[BEGIN]

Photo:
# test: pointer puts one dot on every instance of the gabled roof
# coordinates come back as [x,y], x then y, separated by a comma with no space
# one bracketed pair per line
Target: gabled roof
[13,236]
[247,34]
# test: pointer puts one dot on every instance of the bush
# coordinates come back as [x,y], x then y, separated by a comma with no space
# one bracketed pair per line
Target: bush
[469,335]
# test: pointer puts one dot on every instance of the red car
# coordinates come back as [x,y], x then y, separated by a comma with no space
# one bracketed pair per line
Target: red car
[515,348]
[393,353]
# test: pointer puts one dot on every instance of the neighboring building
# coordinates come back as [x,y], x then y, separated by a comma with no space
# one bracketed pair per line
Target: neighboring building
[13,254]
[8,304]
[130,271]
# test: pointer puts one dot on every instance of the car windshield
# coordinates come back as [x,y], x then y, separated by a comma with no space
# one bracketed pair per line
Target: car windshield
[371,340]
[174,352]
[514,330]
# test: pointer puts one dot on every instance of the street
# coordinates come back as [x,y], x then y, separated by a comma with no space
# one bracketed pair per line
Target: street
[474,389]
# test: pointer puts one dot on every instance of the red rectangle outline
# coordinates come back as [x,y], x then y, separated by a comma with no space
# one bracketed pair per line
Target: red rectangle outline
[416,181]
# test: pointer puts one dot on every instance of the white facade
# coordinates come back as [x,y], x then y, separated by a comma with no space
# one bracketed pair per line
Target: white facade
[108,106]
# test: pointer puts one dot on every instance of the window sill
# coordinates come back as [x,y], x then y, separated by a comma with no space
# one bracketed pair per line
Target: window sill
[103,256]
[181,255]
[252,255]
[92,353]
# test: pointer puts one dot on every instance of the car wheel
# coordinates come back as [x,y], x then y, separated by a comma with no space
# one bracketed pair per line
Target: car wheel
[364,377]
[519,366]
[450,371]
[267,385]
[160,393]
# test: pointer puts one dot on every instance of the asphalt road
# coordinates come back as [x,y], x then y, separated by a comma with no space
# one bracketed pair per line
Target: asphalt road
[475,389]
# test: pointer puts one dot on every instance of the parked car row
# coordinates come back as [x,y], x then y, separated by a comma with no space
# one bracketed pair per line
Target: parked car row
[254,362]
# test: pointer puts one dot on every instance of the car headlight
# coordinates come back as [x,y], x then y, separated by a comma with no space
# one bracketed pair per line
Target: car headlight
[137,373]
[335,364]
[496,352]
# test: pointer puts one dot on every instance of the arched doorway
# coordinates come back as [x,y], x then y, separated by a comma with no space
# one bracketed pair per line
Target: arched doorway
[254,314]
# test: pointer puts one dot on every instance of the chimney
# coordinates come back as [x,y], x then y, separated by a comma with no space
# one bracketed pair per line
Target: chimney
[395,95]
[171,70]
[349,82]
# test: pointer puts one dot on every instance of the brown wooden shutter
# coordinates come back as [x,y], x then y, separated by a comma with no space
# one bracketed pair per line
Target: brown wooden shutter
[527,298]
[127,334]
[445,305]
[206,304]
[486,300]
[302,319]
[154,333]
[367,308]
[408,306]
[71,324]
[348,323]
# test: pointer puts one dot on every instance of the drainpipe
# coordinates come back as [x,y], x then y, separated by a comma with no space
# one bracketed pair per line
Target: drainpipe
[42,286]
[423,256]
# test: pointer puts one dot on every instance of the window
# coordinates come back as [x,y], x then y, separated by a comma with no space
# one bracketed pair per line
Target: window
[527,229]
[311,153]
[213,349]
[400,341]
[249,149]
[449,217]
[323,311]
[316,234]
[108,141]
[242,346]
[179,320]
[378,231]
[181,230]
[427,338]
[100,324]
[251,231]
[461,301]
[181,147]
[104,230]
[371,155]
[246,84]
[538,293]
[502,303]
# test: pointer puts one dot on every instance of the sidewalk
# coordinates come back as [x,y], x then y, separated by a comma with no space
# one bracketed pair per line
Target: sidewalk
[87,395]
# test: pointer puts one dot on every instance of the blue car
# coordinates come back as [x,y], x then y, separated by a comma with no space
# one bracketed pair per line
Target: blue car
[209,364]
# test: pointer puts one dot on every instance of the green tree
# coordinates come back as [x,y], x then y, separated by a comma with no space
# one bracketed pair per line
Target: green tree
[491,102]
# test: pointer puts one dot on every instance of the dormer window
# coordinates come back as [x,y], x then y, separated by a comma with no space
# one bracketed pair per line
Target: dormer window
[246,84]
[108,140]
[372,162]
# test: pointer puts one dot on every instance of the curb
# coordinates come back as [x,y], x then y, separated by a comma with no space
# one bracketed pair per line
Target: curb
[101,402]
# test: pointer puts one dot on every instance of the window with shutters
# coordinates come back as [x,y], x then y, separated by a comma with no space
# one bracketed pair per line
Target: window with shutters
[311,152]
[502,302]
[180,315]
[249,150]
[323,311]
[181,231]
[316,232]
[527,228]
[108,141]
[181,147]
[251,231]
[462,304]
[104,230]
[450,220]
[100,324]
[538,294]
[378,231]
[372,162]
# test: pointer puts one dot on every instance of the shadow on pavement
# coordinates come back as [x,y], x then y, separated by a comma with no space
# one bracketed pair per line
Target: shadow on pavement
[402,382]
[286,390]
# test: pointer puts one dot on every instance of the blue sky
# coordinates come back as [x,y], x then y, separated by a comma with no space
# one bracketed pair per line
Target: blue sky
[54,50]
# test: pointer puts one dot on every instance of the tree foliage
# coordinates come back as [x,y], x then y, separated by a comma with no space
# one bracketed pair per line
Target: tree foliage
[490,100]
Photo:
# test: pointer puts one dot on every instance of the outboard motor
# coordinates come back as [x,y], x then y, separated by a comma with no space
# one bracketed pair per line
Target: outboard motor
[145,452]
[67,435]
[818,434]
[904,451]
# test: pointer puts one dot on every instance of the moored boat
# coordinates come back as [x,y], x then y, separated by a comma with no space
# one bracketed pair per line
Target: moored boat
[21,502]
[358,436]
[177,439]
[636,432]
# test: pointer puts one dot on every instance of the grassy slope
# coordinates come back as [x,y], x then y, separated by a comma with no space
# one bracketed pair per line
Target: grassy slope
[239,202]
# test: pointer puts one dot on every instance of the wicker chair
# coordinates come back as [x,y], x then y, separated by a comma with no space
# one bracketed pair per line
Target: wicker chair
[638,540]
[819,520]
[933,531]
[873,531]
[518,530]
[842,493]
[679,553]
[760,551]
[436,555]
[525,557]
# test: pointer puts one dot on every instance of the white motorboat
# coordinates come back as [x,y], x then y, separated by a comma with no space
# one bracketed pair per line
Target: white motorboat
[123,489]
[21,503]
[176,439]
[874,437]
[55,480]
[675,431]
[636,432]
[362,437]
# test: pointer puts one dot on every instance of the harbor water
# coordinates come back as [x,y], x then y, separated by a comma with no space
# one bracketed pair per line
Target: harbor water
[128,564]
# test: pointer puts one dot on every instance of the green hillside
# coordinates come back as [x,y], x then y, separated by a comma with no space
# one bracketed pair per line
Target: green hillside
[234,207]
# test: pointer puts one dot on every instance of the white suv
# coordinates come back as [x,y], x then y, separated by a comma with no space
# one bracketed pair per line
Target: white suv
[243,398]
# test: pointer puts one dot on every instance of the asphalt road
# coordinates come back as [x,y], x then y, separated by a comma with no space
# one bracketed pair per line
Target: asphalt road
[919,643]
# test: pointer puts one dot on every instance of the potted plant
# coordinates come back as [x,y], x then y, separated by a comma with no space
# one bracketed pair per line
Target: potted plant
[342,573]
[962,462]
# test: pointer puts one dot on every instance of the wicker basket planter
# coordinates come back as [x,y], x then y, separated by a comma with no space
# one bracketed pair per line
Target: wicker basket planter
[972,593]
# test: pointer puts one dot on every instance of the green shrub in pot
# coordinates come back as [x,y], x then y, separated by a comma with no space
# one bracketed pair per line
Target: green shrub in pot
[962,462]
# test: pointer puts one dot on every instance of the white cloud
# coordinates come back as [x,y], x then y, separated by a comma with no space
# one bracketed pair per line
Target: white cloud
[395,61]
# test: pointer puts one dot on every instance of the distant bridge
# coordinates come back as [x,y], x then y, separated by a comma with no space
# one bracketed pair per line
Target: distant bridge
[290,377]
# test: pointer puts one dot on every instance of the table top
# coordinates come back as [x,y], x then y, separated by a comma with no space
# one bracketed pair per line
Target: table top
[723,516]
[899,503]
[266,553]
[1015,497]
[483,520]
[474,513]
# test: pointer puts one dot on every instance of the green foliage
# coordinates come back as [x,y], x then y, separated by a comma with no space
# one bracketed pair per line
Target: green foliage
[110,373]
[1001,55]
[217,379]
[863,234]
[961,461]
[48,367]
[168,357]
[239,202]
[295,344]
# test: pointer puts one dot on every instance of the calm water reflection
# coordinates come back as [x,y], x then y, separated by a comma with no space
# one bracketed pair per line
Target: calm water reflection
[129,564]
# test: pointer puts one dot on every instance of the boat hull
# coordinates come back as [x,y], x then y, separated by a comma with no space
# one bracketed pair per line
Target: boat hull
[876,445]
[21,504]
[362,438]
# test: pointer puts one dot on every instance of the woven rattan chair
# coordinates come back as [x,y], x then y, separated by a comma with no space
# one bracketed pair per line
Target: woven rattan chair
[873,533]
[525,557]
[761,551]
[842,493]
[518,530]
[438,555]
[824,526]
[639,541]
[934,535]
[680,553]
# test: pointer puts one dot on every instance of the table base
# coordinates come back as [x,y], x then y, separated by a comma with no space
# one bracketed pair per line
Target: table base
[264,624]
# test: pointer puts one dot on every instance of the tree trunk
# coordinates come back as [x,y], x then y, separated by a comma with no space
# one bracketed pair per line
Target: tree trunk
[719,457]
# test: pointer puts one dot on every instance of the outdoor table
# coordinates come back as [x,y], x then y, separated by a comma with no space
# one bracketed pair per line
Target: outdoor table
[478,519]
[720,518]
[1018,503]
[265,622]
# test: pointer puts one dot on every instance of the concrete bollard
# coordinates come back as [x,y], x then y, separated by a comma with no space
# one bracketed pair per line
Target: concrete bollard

[END]

DIRECTIONS: All lines from the one that contains "the table base" through the end of the material are to be quoted exactly, with both ends included.

RESULT FOR THIS TASK:
# test: pointer puts one dot on every instance of the table base
# coordinates come back as [x,y], x then y, separated by a comma with no space
# one bracketed pair per line
Target: table base
[264,624]
# test: pointer puts one dot on every instance of the tree trunk
# coordinates come back as [x,y], x then y, separated by a comma with no space
# one bracketed pair per line
Target: tree trunk
[719,457]
# test: pointer puts one dot on every instance of the outdoor table
# coordinates come back as [x,y], x then y, separated by a comma with no space
# one bracketed pair per line
Target: outdoor table
[478,519]
[720,518]
[1018,503]
[265,622]
# test: pointer puts one dot on every instance of the concrete bollard
# coordinates come back as [x,y], x then y, separated by a comma with no space
# one bracketed pair per line
Target: concrete bollard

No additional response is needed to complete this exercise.